Brief.
Copy out every line of the data below that contains the word "tree".

........

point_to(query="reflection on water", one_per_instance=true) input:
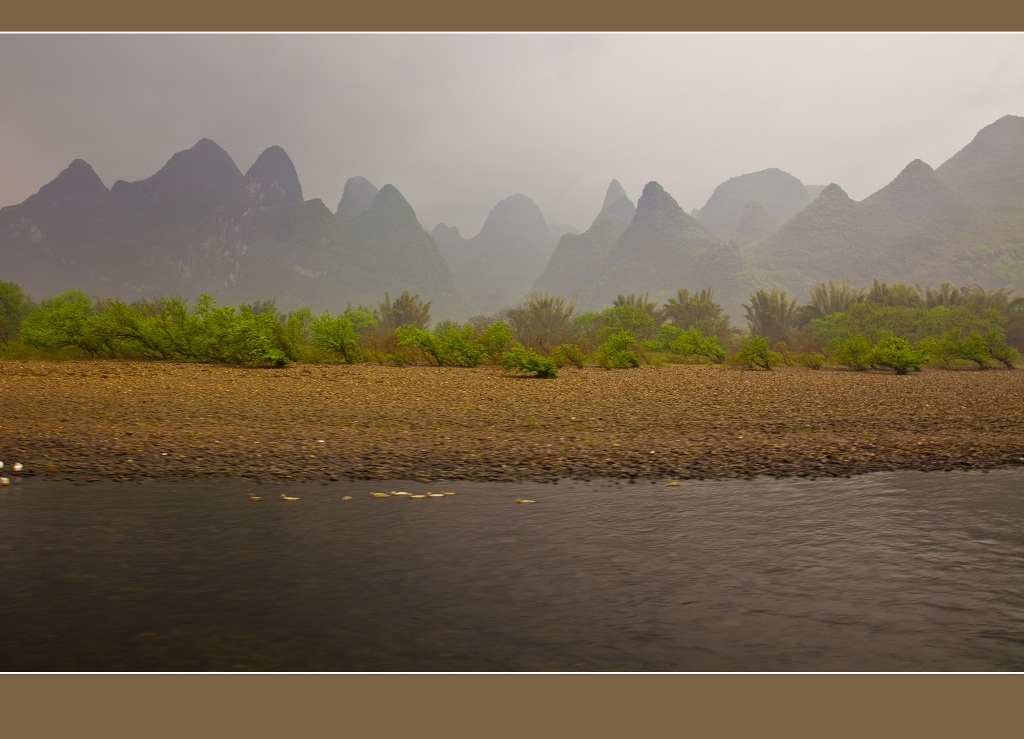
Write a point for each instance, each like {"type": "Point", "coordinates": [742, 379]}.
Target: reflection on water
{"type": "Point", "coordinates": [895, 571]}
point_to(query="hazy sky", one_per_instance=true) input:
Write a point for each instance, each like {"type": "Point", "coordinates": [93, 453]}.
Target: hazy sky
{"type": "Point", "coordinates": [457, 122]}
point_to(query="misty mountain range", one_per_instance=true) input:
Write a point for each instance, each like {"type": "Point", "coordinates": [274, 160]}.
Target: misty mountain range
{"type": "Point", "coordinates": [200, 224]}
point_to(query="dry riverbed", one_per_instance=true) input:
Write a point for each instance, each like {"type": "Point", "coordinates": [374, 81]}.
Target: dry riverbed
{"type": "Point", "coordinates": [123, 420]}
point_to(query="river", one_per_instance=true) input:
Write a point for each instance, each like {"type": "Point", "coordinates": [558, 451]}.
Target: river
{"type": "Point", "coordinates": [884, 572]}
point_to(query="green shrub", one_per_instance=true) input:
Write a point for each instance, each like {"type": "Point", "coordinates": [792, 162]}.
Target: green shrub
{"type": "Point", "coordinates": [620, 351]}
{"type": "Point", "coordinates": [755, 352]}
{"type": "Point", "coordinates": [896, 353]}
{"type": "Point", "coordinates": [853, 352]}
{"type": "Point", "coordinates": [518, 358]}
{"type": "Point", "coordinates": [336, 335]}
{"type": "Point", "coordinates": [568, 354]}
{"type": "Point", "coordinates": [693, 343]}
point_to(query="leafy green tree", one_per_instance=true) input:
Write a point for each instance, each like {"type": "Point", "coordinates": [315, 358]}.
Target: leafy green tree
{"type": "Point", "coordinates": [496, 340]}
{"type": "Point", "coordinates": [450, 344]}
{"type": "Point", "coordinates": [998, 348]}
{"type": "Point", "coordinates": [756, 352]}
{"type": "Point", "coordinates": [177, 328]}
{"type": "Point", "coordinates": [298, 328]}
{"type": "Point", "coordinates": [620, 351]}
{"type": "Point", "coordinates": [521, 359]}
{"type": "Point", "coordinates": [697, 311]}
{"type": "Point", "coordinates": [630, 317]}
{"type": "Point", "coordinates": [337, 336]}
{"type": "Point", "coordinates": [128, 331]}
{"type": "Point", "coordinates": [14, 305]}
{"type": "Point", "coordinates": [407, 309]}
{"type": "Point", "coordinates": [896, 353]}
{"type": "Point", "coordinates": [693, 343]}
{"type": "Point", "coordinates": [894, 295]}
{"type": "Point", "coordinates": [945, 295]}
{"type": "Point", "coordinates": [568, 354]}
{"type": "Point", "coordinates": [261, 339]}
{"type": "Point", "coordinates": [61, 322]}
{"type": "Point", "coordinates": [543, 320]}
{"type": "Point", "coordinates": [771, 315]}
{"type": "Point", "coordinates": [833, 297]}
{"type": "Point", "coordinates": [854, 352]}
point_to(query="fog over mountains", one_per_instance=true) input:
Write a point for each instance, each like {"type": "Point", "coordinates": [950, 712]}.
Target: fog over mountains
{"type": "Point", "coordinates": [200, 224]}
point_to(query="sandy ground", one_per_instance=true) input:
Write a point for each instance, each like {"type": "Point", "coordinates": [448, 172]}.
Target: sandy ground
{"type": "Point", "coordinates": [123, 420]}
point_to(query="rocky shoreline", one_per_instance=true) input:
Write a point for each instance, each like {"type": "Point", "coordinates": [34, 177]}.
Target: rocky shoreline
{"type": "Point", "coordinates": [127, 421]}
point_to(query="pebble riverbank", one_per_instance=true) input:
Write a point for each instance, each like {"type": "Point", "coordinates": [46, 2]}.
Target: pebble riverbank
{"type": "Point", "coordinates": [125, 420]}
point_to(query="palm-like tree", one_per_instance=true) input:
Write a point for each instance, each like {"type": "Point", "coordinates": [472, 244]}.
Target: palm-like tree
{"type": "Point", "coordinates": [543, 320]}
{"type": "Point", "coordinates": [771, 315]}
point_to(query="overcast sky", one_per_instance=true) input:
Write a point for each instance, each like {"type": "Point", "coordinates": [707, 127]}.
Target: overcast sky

........

Expected answer.
point_to(query="leafy green tree", one_per_instance=true) input:
Target: leafy green tree
point_to(query="palm-like tree", one_per_instance=true) input:
Target: palm-like tree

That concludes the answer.